Pictures in the listing should not be copied. Reproduce, word for word, each line from the one holding "Shelf-audit tool: tag the wooden deck" through the final line.
===
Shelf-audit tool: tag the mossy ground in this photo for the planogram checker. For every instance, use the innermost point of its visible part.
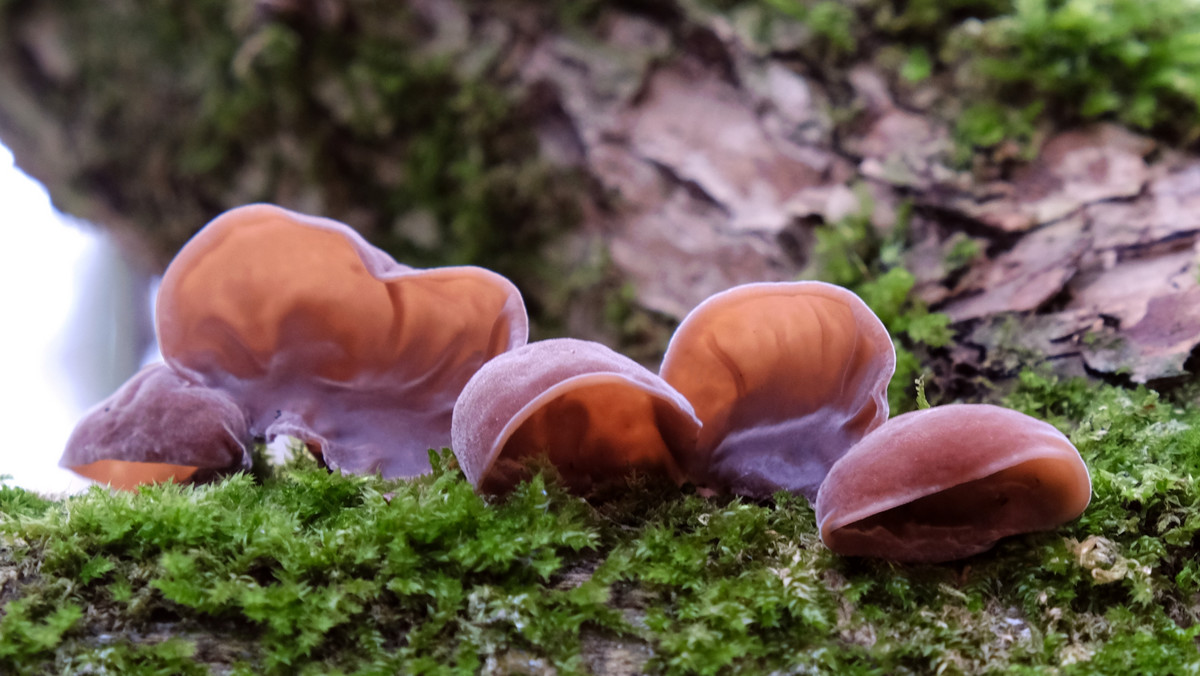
(305, 572)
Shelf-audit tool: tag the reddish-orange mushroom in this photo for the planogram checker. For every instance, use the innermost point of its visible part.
(323, 338)
(947, 483)
(594, 414)
(785, 377)
(159, 428)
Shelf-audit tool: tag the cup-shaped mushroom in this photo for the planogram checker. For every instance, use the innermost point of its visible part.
(946, 483)
(159, 428)
(594, 414)
(324, 338)
(785, 377)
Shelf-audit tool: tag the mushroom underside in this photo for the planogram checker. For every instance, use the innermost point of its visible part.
(593, 436)
(961, 520)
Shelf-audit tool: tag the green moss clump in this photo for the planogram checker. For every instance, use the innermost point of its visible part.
(852, 252)
(310, 572)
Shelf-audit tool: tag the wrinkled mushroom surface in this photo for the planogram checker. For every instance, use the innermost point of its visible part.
(594, 414)
(946, 483)
(324, 338)
(785, 377)
(159, 428)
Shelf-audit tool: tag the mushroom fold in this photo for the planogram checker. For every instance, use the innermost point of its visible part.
(321, 336)
(594, 414)
(785, 377)
(159, 428)
(946, 483)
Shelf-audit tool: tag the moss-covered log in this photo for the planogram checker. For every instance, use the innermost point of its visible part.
(317, 573)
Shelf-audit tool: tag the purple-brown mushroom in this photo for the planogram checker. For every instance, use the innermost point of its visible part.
(594, 414)
(159, 428)
(946, 483)
(323, 338)
(785, 377)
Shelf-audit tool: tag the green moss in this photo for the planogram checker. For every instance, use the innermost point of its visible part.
(310, 572)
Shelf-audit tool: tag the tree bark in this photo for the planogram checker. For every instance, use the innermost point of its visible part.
(619, 161)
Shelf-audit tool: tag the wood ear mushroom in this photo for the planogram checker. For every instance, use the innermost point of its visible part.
(785, 377)
(946, 483)
(594, 414)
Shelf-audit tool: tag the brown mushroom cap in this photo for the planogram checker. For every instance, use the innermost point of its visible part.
(946, 483)
(785, 377)
(327, 339)
(594, 414)
(159, 428)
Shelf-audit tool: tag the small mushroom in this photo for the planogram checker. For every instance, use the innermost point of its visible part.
(785, 377)
(595, 414)
(323, 338)
(159, 428)
(946, 483)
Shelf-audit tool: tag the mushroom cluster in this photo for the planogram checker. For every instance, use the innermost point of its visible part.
(781, 387)
(276, 323)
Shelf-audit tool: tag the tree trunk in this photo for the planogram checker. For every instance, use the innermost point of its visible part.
(619, 161)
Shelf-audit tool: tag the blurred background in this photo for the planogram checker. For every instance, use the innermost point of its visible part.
(78, 327)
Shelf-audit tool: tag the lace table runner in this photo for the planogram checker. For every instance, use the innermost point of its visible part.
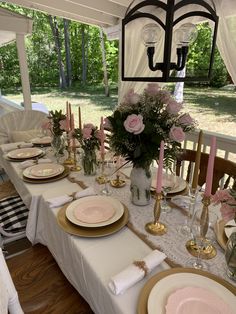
(172, 243)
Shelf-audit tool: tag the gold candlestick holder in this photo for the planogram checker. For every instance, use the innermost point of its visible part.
(156, 227)
(101, 179)
(75, 167)
(117, 182)
(69, 160)
(207, 250)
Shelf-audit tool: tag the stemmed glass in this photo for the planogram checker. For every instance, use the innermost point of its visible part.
(200, 243)
(108, 170)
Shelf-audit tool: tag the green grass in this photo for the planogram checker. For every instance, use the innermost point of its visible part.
(214, 109)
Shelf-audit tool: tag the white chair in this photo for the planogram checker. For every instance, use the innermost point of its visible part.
(9, 301)
(19, 121)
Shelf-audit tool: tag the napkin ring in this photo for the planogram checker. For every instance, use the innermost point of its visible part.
(141, 265)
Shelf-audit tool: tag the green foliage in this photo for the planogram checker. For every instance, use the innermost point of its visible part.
(199, 58)
(42, 56)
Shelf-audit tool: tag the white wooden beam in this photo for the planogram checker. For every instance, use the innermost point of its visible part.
(79, 13)
(20, 42)
(104, 6)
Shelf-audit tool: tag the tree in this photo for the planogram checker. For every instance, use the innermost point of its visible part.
(55, 31)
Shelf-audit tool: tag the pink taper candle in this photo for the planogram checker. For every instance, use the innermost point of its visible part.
(210, 167)
(160, 169)
(72, 128)
(102, 138)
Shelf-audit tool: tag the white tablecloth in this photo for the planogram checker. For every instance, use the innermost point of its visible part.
(87, 263)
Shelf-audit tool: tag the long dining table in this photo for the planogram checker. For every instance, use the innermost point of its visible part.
(89, 263)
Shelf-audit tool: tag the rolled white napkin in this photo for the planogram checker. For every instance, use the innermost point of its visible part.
(132, 274)
(30, 162)
(63, 199)
(11, 146)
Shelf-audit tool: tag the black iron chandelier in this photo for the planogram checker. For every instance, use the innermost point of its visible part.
(175, 28)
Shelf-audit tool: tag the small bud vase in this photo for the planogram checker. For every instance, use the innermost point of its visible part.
(89, 162)
(140, 186)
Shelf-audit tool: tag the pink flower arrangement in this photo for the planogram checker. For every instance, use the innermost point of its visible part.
(142, 121)
(227, 199)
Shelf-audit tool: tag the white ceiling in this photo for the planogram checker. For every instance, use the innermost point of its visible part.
(103, 13)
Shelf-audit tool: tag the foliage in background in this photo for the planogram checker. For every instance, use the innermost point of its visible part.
(199, 56)
(42, 56)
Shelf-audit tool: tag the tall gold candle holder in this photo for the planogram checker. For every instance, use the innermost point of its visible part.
(101, 179)
(156, 227)
(207, 250)
(69, 160)
(75, 167)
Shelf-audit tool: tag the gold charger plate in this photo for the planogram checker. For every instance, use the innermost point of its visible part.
(95, 232)
(144, 294)
(64, 174)
(220, 233)
(23, 159)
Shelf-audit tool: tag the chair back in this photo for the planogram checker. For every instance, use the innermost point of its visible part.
(24, 120)
(223, 169)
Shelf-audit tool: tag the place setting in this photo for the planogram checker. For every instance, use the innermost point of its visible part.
(21, 154)
(93, 216)
(44, 173)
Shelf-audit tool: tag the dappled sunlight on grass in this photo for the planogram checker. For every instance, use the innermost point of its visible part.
(214, 109)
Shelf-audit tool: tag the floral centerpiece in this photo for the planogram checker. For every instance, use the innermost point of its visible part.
(56, 124)
(141, 122)
(89, 139)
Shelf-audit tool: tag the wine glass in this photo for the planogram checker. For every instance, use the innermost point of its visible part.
(108, 170)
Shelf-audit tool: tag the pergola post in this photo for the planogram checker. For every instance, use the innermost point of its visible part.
(20, 43)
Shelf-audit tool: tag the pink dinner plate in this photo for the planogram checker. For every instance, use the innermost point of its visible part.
(94, 211)
(196, 300)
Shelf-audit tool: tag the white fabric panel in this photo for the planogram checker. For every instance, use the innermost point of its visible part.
(9, 300)
(20, 121)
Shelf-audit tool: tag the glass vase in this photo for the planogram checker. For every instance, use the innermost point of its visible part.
(89, 162)
(140, 186)
(58, 146)
(230, 256)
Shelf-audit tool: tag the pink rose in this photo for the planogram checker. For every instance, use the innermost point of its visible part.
(134, 124)
(152, 89)
(131, 97)
(107, 124)
(186, 119)
(227, 212)
(173, 107)
(46, 125)
(87, 133)
(89, 126)
(176, 134)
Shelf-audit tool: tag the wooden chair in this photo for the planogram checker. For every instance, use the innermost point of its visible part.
(222, 167)
(41, 286)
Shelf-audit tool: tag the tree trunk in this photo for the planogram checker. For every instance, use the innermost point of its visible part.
(55, 32)
(67, 49)
(84, 61)
(105, 76)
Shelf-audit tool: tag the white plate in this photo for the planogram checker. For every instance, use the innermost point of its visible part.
(43, 171)
(159, 294)
(22, 153)
(41, 140)
(176, 187)
(101, 202)
(229, 231)
(196, 300)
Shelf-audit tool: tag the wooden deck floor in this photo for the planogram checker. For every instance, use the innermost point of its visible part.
(41, 285)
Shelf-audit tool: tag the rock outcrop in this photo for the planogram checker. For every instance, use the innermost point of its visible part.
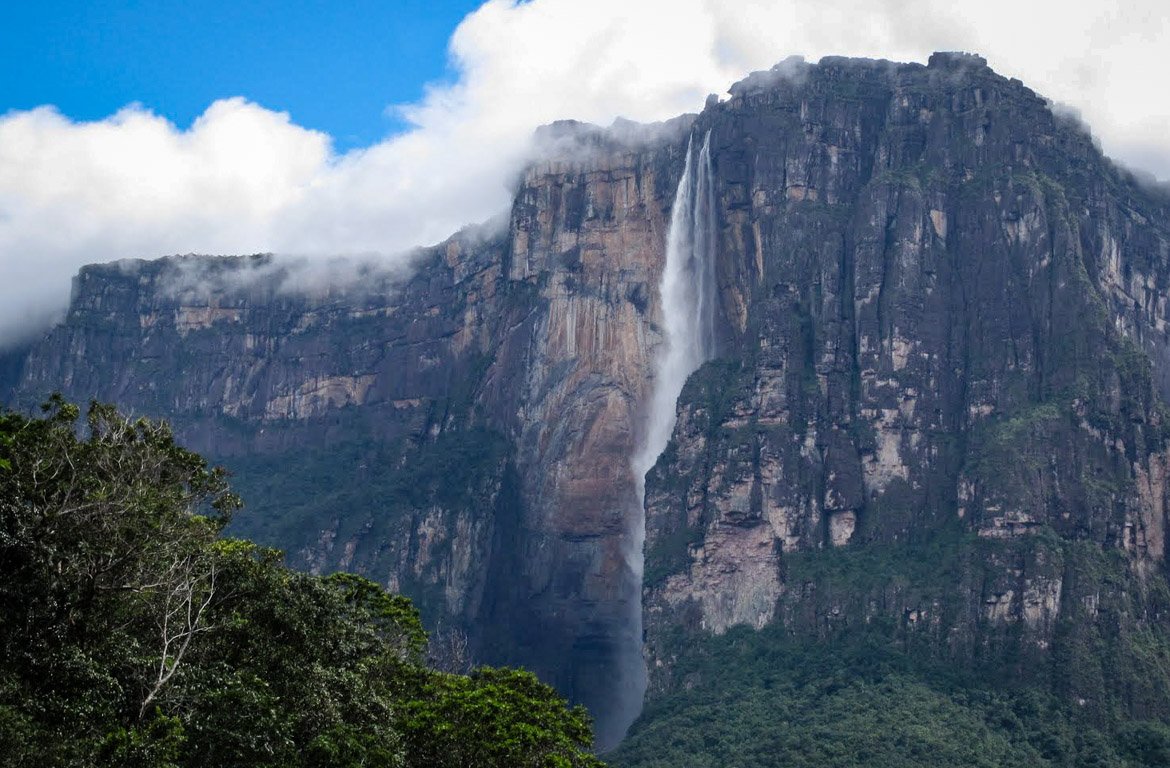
(941, 328)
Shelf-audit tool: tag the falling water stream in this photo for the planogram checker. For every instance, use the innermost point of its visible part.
(687, 294)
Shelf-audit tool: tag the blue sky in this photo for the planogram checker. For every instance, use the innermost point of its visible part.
(263, 127)
(332, 66)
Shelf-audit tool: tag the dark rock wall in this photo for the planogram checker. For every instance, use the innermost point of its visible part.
(942, 326)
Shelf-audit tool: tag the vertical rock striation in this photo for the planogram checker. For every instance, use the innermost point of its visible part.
(940, 320)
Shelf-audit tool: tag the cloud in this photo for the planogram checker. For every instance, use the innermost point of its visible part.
===
* OUTPUT OF THE EXERCISE
Shelf-audit tool: tag the wooden deck floor in this photo for the planogram checker. For every instance, use the innermost point of its visible part.
(41, 285)
Shelf-audit tool: tag the rock outcrop in this photo for the planogram checker. For every instance, use the innermost point of its visible part.
(941, 328)
Shelf-audit tool: tag the falling water stream in this photo for the planogram checker. For every instance, use the innermost point of its visible part.
(687, 294)
Shelf-audit tool: tag the blue sky in this photo for the planogram checker. For every instance, use the innermost point of its visible part.
(263, 127)
(332, 66)
Shelf-audit tool: tag the dark rock wall in this photo for the planogram checker. For every instance, use the innermost point of its visible part.
(942, 326)
Shelf-audit tool: tag the vertical rock striation in this photo for the planogram checker. For every instance, use the innermost point of its visible part.
(940, 320)
Shelf-audit tool: tag the cloud in this photo for the planogram checker. For every instance, use the innermost point of its visible part.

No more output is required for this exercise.